RAW DATA:

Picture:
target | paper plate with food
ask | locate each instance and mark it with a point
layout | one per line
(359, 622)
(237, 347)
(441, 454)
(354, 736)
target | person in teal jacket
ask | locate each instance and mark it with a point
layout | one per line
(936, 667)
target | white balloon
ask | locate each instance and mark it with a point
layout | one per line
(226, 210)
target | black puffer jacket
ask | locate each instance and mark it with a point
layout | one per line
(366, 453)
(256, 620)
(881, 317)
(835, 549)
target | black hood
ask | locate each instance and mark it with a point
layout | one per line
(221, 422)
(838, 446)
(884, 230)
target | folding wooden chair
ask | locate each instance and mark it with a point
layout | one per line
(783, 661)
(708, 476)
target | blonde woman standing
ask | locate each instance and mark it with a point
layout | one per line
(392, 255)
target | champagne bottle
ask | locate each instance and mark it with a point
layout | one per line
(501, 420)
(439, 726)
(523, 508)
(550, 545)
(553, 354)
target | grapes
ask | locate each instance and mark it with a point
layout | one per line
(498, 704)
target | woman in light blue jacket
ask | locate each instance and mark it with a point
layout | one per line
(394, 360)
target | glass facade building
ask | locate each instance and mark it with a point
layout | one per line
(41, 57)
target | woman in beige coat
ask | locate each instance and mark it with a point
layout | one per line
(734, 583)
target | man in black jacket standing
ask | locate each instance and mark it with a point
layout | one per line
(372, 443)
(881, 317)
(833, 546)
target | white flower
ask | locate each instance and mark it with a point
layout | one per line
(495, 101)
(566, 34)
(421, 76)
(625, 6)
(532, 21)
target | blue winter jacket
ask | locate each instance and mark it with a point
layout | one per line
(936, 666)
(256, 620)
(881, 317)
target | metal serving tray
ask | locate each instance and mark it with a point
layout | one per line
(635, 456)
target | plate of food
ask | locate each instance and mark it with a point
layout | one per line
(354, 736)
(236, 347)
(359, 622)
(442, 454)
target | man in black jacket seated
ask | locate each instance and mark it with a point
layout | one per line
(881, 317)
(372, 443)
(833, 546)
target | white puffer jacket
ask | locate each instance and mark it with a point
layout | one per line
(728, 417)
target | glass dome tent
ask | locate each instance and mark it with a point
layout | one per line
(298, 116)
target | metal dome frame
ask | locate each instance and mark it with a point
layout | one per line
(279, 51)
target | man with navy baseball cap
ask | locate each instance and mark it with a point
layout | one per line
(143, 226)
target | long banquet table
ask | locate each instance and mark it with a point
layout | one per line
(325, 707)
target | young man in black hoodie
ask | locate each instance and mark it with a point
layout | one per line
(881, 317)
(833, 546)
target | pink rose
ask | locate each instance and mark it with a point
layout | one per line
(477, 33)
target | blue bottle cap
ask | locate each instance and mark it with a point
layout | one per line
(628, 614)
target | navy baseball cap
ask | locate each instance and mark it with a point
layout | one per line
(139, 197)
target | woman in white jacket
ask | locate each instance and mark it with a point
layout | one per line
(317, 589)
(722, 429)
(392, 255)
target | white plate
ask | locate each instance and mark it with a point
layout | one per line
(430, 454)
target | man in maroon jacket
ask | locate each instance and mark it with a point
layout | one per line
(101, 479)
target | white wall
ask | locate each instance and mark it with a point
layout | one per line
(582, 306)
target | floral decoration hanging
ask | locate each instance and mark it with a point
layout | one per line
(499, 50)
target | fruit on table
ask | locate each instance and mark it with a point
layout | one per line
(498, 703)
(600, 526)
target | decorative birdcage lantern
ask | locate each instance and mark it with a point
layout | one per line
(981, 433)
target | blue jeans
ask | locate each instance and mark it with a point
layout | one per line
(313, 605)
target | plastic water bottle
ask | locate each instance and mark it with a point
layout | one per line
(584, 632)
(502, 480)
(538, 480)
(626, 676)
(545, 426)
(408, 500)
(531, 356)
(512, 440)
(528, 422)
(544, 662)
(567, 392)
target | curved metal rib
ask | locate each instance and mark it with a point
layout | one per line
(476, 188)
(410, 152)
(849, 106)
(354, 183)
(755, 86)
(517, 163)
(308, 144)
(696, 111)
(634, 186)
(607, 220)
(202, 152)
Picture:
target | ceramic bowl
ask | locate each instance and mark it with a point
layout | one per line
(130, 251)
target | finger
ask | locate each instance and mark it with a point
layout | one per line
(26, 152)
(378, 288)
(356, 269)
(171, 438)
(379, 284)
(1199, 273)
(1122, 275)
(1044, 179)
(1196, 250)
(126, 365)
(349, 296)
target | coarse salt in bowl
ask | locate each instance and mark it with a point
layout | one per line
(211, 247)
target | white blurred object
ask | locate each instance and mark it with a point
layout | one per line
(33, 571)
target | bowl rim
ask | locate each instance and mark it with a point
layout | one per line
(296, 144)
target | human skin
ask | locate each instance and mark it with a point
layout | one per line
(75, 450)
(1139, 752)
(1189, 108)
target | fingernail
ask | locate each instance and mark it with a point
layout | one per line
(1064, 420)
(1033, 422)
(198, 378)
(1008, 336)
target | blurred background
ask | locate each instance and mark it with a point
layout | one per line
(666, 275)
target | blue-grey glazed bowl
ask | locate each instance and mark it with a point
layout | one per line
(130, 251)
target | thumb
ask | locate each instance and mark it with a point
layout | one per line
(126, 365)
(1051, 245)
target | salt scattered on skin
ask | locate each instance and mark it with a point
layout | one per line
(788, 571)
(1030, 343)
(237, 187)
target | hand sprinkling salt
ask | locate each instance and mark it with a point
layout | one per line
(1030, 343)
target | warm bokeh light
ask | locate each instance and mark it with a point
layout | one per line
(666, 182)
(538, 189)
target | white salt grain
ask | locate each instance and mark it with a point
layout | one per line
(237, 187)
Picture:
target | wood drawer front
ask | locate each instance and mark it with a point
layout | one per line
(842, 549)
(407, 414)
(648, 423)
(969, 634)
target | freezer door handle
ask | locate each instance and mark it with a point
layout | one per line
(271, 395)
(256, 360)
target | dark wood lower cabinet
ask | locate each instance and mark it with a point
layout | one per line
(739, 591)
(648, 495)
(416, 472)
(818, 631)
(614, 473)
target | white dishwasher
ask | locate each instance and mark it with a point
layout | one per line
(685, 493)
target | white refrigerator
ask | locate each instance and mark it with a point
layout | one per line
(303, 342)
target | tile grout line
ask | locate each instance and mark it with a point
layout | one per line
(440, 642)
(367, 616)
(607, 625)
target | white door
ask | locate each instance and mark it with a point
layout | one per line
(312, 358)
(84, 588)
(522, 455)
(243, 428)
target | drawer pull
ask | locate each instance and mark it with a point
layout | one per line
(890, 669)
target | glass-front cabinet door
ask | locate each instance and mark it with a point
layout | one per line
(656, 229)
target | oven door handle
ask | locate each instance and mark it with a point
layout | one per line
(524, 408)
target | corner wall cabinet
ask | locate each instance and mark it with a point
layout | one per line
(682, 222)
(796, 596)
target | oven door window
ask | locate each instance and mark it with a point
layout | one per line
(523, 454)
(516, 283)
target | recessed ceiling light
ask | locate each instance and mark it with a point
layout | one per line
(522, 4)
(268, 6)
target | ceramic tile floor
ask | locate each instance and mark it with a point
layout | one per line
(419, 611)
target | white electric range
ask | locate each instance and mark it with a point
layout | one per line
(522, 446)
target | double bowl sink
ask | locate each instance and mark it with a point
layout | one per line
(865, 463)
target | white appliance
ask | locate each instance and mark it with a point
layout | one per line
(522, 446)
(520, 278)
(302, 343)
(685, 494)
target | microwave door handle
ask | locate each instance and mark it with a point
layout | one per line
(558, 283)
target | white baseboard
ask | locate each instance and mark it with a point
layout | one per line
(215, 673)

WHAT YOU NEED TO DO: Every line of the records above needs to be given again exactly.

SOLUTION TO THIS EXERCISE:
Picture:
target | paper plate with food
ask | locate each instance and mark it with a point
layout | one per line
(359, 622)
(237, 347)
(441, 454)
(354, 736)
target | person in teal jacket
ask | locate each instance and mark it with a point
layout | one per line
(936, 667)
target | white balloon
ask | locate each instance and mark it with a point
layout | one per line
(226, 210)
target | black puffer jacket
ask | locate each instance and mark it with a point
layout | one per line
(366, 453)
(256, 620)
(881, 317)
(835, 549)
target | black hood
ask | locate each instance and mark it with a point
layout | one per line
(221, 422)
(838, 446)
(884, 230)
target | folding wooden chair
ask | locate each instance and mark it with a point
layout | one per line
(783, 661)
(708, 476)
target | blonde woman standing
ask | locate each instance and mark it with a point
layout | one per line
(392, 255)
target | champagne bottle
ask | locate each instance and mark it with a point
layout | one per line
(501, 420)
(439, 726)
(523, 508)
(550, 545)
(553, 354)
target | grapes
ask | locate each instance and mark it with a point
layout | one per line
(498, 704)
target | woman in light blue jacket
ask | locate each instance and mark it with a point
layout | one per line
(394, 360)
target | glass facade building
ask | locate each instance and mark it with a point
layout | one per line
(41, 57)
target | woman in beige coat
ask | locate each instance and mark it with a point
layout | one per line
(734, 583)
target | man in black jacket standing
ask | locate each instance and mark it with a point
layout | one per line
(372, 443)
(881, 317)
(833, 546)
target | white flower
ask | locate each instance and mark it with a point
layout | one per line
(495, 101)
(566, 34)
(421, 76)
(625, 6)
(532, 21)
target | blue winter jacket
ask | locate each instance and mark it with a point
layout | one per line
(936, 666)
(256, 620)
(881, 317)
target | metal serving tray
ask | locate each instance and mark it with a point
layout | one per line
(635, 456)
target | plate of food
ask | locate each instance and mark it with a point
layout | one per line
(354, 736)
(236, 347)
(359, 622)
(442, 454)
target | man in black jacket seated
ask | locate each instance and mark it with a point
layout | one per line
(881, 317)
(372, 443)
(833, 546)
target | white puffer jacket
ask | locate each instance and mark it with a point
layout | one per line
(728, 417)
target | glass dome tent
ask | locate each instance and mark it with a point
layout | one per line
(298, 116)
target | metal dome frame
ask | locate each instance and mark it with a point
layout | one per line
(279, 51)
target | man with navy baseball cap
ask | locate each instance and mark it with a point
layout | one per line
(143, 226)
target | long banquet table
ask | locate each instance and mark it with a point
layout | one per line
(325, 707)
target | young man in black hoodie
ask | locate each instance and mark it with a point
layout | one per line
(881, 317)
(833, 546)
target | pink rose
ask | locate each instance and mark it with a point
layout | one per line
(477, 33)
target | blue bottle cap
ask | locate each instance and mark it with a point
layout | one per line
(628, 614)
target | navy baseball cap
ask | locate each instance and mark it with a point
layout | one per line
(139, 197)
target | woman in white jacket
ask | locate each instance and mark it with a point
layout | one per line
(317, 589)
(722, 429)
(392, 255)
target | white plate
ask | locate each instance and mark it with a point
layout | one per line
(430, 454)
target | man in maroon jacket
ask | locate each instance and mark it with a point
layout | one per line
(101, 479)
target | white wall
ask | locate each instance and mark it with a point
layout | one per line
(582, 306)
target | floral decoration hanging
ask | locate each instance and mark it with a point
layout | one per line
(499, 50)
target | fruit on table
ask | locate each instance and mark it with a point
layout | one per line
(498, 703)
(600, 526)
target | decorative birdcage lantern
ask | locate each instance and mark it with a point
layout | one per line
(981, 433)
target | blue jeans
ask | locate each instance and mark it with a point
layout | one per line
(313, 605)
target | plastic water bottle
ask | locate each instance and mark it with a point
layout | one per line
(584, 632)
(502, 480)
(538, 480)
(626, 676)
(545, 426)
(408, 500)
(531, 356)
(512, 440)
(528, 422)
(544, 662)
(567, 392)
target | curved metal rib
ask | locate each instance and mark it with a point
layout | one per line
(476, 188)
(410, 152)
(849, 106)
(354, 183)
(755, 86)
(517, 163)
(308, 144)
(696, 111)
(634, 186)
(607, 220)
(202, 152)
Picture:
target | ceramic bowl
ask | locate each instance and mark it with a point
layout | one per line
(130, 251)
target | finger
ask | locate each instance and mark it with a point
layout | one per line
(26, 152)
(378, 288)
(356, 269)
(171, 438)
(379, 284)
(1199, 273)
(1122, 275)
(1044, 179)
(1196, 250)
(126, 365)
(349, 296)
target | coarse salt in bowl
ask | locate each instance and mark it with a point
layout | one per line
(211, 247)
target | white blurred object
ask | locate each instance and mark it with a point
layout | one per line
(33, 571)
target | bowl rim
ask | locate each instance and mark it with a point
layout | one per line
(296, 144)
target | human skin
ask | locate each instance and mark it with a point
layout | one per line
(75, 450)
(1139, 752)
(1189, 108)
target | fingernail
ask | locate each instance and mark it with a point
layout | one per line
(1064, 420)
(1033, 422)
(198, 378)
(1008, 336)
target | blurred background
ask | locate each instance and mark it with a point
layout | one per line
(666, 275)
target | blue-grey glazed bowl
ask | locate each instance and mark it with a point
layout | one per line
(130, 251)
target | thumb
ask | locate each instance and mark it with a point
layout | one per line
(126, 365)
(1051, 245)
target | salt scattered on skin
ask | locate each instance and mark it with a point
layout | one per line
(788, 571)
(1030, 343)
(237, 187)
target | hand sprinkling salt
ask | locate each instance and mark it with a point
layout | one per line
(1030, 343)
target | warm bokeh light
ask | locate each instance and mark it with a point
layout | one per line
(666, 182)
(538, 189)
target | white salt grain
ask | locate each instance and mark it with a point
layout | one per line
(237, 187)
Picture:
target | wood drawer front
ask | locate each instance and mark it with a point
layout | one per line
(842, 549)
(407, 414)
(648, 423)
(969, 634)
target | freezer door handle
ask | locate each instance and mark it with a point
layout | one per line
(271, 395)
(256, 360)
target | dark wood lower cabinet
ask | locate each instance and mark it with a point
layout | one per line
(739, 591)
(648, 495)
(416, 472)
(818, 631)
(614, 473)
target | white dishwasher
ask | locate each instance and mark it with a point
layout | one per line
(685, 493)
target | white refrigerator
ask | locate each instance and mark it with a point
layout | one per line
(303, 342)
target | tile grout line
ask | locate each instance and mark it with a point
layout | one per line
(440, 642)
(367, 616)
(607, 625)
target | white door
ask | locate each instance and mark it with a point
layout | one per line
(312, 358)
(84, 588)
(522, 455)
(243, 428)
target | drawer pull
ask | locate each instance and mark it with a point
layout | one per line
(890, 669)
target | glass-front cabinet door
ask | locate each instance and mark it with a point
layout | one per line
(656, 229)
target | oven door handle
ask | locate each instance and mark it with a point
layout | one per line
(524, 408)
target | corner wall cabinet
ask | locate each instance and mark it with a point
layout | one per line
(682, 222)
(796, 596)
target | oven door window
ask | locate each instance and mark it with a point
layout | one per line
(523, 454)
(516, 283)
target | recessed ceiling light
ask | locate each instance and mark it with a point
layout | one per line
(522, 4)
(268, 6)
target | ceramic tile floor
ask | locate each instance and mark it with a point
layout | one per line
(419, 611)
target | white electric range
ask | locate each instance and mark it with a point
layout | one per line
(522, 446)
target | double bowl sink
ask | locate each instance and mark it with a point
layout | one per line
(865, 463)
target | white appliance
ask | locate each instance and mark it with a point
layout | one per line
(522, 446)
(520, 278)
(302, 343)
(685, 494)
target | microwave door handle
ask | locate each instance and mark it with a point
layout | one per line
(558, 283)
target | white baseboard
ask | locate each instance and mark it with a point
layout | one per line
(215, 673)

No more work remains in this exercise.